● Exercise prompt: Rewrite the listing below with every occurrence of "image" changed to "photo" and nothing else altered. Leave the pictures out of your answer.

++++++

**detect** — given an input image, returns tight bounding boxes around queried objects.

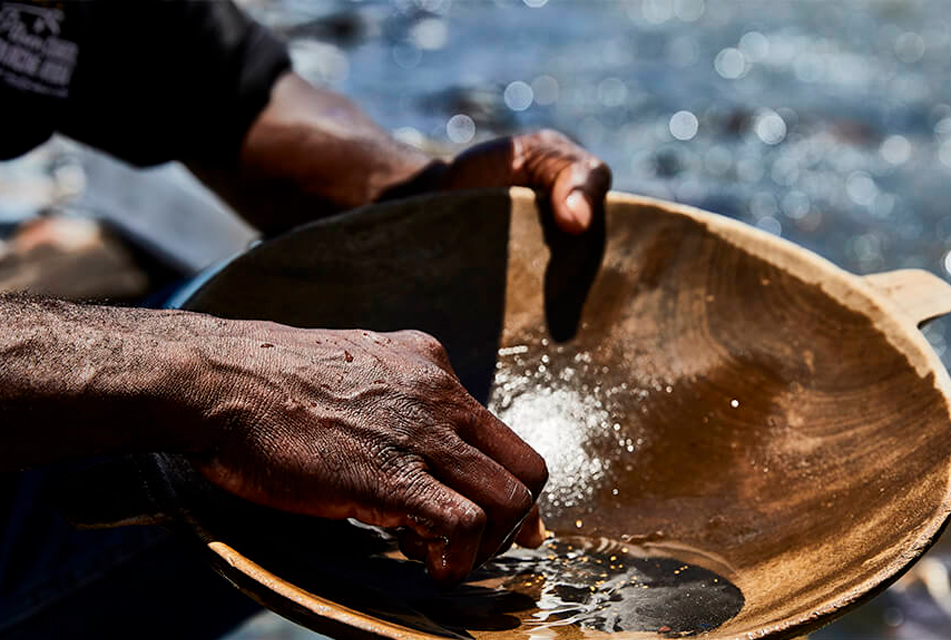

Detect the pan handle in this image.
[863,269,951,326]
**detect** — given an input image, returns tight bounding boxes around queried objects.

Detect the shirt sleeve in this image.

++++++

● Output of the task:
**detect** — given an input photo, returns tight bounding boxes around queried objects.


Detect the pan handle in this photo.
[863,269,951,326]
**detect** — given an input photo, returns tight bounding boxes around queried objects.

Detect the shirt sleeve in this photo.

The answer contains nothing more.